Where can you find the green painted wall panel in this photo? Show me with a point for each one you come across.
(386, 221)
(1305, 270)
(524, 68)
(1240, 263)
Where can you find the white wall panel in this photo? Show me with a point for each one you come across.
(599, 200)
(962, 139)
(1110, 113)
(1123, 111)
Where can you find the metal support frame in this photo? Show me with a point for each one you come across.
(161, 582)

* Task item *
Each line from the one that contains "Where can you find the metal" through the end of the records must be repeated exactly. No other line belongs in the answer.

* Completed exercise *
Where can you find the metal support frame in this photo? Show me with a point for each one you come across.
(161, 582)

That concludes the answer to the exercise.